→ **Estratto della pagina**
****

Più deficit per ripartire

Creato il 06 giugno 2013 da Keynesblog @keynesblog

di Giorgio La Malfa, da giorgiolamalfa.it

Nelle Considerazioni finali lette venerdì scorso in Banca d’Italia, il Governatore ha certificato la straordinaria portata della crisi che ha investito e continua a investire l’Italia. Essa si riassume in pochi dati: una flessione del reddito nazionale nel 2012 del 2,4%; un ulteriore “forte calo” atteso anche per quest’anno; una ‘possibile’ e dunque assai aleatoria possibilità di un inizio di ripresa a fine anno. Ancora più drammatico è il raffronto fra il 2012 e il 2007, l’anno che precede l’inizio della grande crisi finanziaria: una flessione del 7% del prodotto interno nel 2012 rispetto al 2007; un calo del reddito disponibile delle famiglie nello stesso periodo del 9%; una caduta del 25% della produzione industriale; il raddoppio del tasso di disoccupazione, la disoccupazione giovanile salita al 40%.

****

→ **Record forniti**
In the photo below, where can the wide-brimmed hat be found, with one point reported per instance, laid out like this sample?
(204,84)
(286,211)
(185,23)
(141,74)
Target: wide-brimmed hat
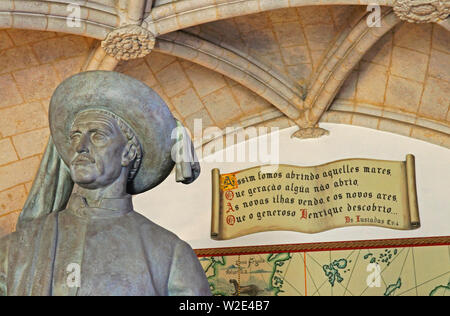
(131,100)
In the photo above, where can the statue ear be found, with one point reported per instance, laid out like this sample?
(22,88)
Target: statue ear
(129,154)
(187,167)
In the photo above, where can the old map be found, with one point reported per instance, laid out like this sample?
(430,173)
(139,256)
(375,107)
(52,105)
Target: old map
(390,271)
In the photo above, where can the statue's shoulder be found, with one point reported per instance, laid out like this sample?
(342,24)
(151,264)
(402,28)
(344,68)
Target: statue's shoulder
(31,227)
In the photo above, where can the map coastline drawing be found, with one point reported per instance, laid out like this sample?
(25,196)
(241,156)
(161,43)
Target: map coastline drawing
(395,271)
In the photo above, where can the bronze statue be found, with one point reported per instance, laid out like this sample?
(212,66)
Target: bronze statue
(111,137)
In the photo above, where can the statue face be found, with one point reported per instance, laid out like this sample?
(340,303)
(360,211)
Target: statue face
(98,147)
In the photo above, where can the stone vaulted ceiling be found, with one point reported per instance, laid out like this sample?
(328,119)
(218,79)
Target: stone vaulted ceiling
(230,63)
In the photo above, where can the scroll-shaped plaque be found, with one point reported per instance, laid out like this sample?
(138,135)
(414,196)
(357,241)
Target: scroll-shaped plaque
(353,192)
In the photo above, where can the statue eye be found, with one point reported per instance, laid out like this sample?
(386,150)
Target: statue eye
(75,138)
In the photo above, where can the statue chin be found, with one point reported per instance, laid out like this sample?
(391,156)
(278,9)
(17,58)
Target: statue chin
(84,177)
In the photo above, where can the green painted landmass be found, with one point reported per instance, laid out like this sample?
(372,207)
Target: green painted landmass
(332,270)
(445,289)
(278,260)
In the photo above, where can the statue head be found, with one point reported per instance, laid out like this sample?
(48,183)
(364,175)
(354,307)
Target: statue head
(103,148)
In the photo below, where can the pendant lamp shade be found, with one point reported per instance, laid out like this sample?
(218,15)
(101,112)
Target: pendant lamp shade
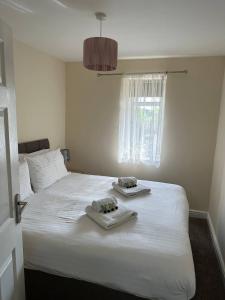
(100,54)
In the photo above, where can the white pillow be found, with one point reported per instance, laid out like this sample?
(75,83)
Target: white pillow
(24,176)
(46,168)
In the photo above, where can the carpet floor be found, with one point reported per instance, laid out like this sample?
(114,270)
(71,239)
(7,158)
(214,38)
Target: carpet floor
(209,281)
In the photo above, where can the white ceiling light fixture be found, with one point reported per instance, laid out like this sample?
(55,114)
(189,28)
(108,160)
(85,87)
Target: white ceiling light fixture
(100,53)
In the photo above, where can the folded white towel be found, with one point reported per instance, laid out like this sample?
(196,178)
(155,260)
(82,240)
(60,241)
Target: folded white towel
(112,219)
(127,181)
(134,191)
(104,204)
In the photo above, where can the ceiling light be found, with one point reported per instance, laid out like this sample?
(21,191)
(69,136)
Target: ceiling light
(100,53)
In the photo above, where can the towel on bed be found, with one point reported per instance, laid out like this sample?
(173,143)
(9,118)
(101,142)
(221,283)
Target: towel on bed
(127,182)
(105,205)
(134,191)
(112,219)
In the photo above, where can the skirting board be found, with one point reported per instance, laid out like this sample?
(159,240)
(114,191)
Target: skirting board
(217,247)
(206,215)
(199,214)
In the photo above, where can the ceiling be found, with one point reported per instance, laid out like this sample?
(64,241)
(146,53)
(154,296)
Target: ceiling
(143,28)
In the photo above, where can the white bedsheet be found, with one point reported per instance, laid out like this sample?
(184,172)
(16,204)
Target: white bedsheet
(150,257)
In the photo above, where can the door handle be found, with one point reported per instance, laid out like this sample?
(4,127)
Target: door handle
(19,207)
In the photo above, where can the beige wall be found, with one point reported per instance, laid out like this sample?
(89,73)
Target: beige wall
(217,197)
(191,117)
(40,95)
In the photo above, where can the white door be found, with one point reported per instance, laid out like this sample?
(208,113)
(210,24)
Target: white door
(11,255)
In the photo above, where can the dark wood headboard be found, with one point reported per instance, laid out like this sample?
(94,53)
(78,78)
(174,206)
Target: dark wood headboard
(29,147)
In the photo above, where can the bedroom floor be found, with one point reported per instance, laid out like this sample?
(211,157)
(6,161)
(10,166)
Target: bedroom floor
(208,276)
(209,280)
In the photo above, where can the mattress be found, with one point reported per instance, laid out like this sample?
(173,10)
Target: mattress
(150,257)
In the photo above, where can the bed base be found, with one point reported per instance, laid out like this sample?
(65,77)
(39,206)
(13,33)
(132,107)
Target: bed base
(44,286)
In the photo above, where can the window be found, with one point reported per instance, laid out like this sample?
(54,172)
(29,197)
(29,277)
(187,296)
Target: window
(141,119)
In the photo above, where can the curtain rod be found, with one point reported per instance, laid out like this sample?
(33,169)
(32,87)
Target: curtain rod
(143,73)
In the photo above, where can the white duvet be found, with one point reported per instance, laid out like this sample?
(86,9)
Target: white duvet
(150,257)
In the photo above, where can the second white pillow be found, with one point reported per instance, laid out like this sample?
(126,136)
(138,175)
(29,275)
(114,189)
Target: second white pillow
(45,169)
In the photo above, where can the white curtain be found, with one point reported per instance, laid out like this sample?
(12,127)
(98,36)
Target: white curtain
(141,118)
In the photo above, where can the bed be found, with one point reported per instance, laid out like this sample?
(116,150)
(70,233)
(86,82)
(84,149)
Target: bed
(146,258)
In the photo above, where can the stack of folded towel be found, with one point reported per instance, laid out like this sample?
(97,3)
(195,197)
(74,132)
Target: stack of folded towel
(128,187)
(109,219)
(127,182)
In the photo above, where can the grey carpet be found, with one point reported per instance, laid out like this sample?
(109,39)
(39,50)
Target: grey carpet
(209,281)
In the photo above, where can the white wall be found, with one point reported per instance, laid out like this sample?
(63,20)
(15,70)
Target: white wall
(191,119)
(40,95)
(217,196)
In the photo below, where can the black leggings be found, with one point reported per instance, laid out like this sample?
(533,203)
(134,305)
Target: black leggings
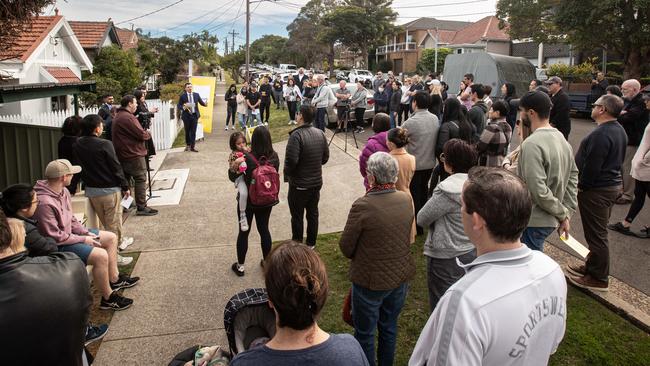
(358,116)
(641,189)
(292,110)
(262,216)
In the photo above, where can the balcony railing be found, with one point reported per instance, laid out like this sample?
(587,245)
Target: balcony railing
(396,47)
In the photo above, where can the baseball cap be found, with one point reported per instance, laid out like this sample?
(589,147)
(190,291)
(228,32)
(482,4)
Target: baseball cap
(553,80)
(60,167)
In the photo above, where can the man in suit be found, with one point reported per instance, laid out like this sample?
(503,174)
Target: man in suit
(300,79)
(190,114)
(559,118)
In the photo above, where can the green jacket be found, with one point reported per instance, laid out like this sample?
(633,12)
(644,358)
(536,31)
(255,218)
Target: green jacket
(547,166)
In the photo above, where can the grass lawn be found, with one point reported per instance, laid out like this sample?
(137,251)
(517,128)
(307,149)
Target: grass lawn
(595,335)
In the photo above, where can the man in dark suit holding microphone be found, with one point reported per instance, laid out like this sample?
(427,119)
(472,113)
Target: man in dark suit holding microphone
(190,114)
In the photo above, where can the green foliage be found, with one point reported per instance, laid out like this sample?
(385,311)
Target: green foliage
(271,49)
(428,60)
(105,85)
(171,91)
(582,73)
(231,63)
(618,26)
(119,65)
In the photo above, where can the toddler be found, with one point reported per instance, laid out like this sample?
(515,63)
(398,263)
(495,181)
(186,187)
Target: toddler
(239,147)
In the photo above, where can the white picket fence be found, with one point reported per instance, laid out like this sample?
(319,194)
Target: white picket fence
(164,127)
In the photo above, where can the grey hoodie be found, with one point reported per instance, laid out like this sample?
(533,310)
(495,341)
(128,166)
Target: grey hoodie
(446,237)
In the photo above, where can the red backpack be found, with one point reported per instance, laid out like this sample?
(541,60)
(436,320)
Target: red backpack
(265,183)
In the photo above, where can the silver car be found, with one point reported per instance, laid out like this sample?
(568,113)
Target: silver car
(370,109)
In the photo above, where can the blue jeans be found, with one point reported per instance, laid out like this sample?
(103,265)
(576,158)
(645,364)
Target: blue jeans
(377,309)
(534,237)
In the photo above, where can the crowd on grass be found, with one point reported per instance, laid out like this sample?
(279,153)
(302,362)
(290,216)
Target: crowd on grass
(436,164)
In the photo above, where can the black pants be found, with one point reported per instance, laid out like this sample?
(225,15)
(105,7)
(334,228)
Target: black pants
(358,116)
(404,110)
(292,110)
(232,114)
(320,118)
(641,189)
(418,188)
(189,124)
(595,208)
(262,216)
(265,110)
(301,200)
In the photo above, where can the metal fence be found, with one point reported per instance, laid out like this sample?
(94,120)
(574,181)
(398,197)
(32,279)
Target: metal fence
(164,126)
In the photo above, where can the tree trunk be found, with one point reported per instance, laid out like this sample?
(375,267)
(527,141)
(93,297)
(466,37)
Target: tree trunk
(632,62)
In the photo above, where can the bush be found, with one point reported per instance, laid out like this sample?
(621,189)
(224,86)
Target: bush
(171,91)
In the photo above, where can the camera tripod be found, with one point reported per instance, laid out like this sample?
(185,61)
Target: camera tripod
(343,124)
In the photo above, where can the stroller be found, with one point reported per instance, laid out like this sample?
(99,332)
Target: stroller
(249,322)
(248,319)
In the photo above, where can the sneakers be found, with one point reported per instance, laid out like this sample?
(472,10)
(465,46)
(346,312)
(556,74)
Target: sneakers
(238,269)
(115,302)
(589,283)
(123,261)
(243,222)
(577,269)
(124,281)
(146,211)
(95,333)
(126,241)
(620,228)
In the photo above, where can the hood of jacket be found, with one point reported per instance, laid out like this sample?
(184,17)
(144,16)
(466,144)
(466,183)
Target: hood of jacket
(453,186)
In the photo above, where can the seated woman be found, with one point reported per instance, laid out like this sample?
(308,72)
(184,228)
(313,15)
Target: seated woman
(377,237)
(296,281)
(446,240)
(19,201)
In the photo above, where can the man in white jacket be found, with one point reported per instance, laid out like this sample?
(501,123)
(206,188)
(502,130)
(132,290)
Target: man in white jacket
(323,98)
(510,307)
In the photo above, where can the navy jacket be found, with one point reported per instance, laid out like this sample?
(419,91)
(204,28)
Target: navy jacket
(601,155)
(184,99)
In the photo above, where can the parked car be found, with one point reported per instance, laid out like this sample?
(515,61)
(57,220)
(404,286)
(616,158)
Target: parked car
(358,74)
(331,111)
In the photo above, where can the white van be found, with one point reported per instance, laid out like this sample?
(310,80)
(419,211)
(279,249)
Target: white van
(288,67)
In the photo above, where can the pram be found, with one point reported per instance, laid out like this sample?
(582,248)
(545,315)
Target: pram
(248,319)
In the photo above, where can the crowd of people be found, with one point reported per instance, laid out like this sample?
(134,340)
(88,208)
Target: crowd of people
(438,162)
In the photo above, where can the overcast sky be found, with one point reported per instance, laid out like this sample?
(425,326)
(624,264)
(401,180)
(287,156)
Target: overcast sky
(221,16)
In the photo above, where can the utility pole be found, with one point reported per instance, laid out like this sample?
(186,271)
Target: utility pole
(233,33)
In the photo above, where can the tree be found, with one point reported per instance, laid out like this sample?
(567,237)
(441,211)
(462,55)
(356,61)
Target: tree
(621,27)
(428,60)
(119,65)
(16,17)
(270,49)
(232,61)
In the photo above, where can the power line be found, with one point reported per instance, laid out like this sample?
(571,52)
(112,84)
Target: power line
(436,5)
(151,12)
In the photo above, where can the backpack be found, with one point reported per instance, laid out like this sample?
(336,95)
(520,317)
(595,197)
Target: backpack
(265,183)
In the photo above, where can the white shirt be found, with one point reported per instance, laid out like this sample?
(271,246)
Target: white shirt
(509,309)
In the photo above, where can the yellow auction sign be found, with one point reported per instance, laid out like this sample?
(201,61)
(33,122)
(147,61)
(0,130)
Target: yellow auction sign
(205,86)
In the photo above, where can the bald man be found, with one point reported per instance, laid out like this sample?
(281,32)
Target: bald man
(634,119)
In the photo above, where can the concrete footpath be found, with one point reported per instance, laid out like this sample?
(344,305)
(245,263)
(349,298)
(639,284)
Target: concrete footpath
(187,251)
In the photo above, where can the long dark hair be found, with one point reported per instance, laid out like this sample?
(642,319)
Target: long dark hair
(453,111)
(261,144)
(15,198)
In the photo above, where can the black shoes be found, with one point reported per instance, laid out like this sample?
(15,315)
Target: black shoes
(115,302)
(124,281)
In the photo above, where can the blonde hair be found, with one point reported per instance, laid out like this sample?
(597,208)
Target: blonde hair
(17,228)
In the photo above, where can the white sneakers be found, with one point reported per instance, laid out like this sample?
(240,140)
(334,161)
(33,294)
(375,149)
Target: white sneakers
(124,261)
(126,241)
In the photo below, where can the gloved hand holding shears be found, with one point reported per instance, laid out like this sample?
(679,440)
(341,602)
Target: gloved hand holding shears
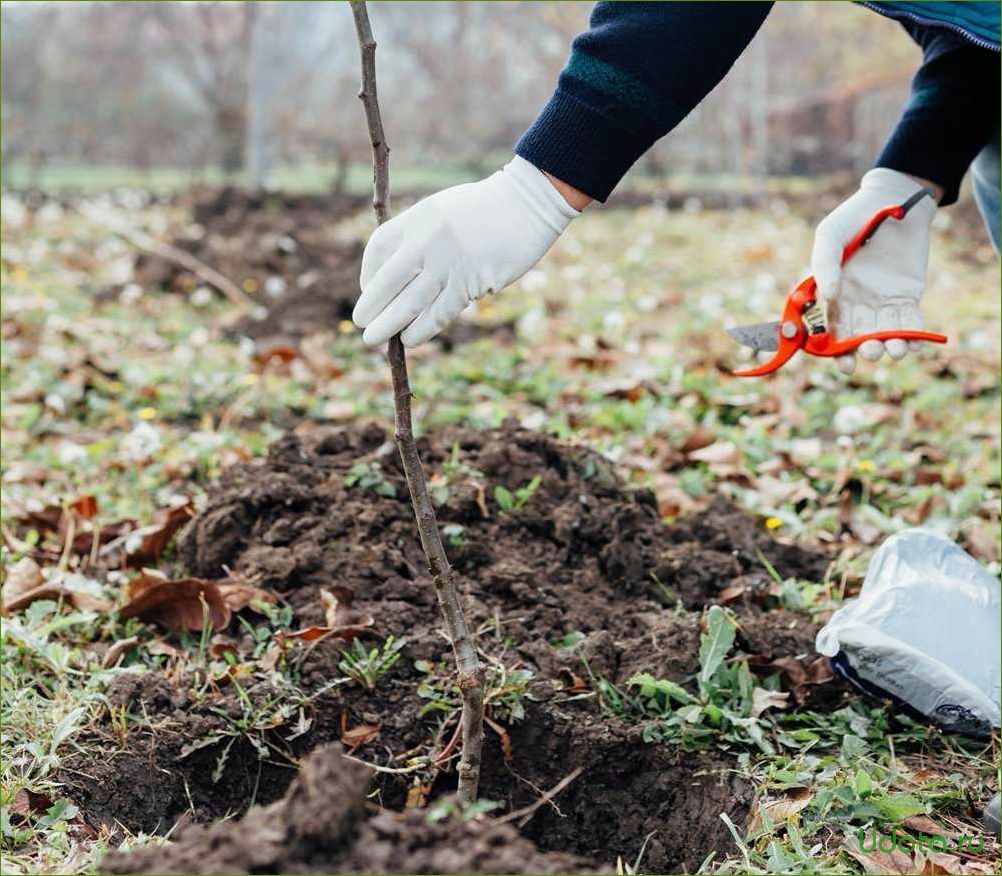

****

→ **Istruzioni**
Secondo l'estratto sulla crisi italiana, di quanto è calata la produzione industriale nel 2012 rispetto al 2007? I record non servono.

→ **Risposta attesa**
Del 25%.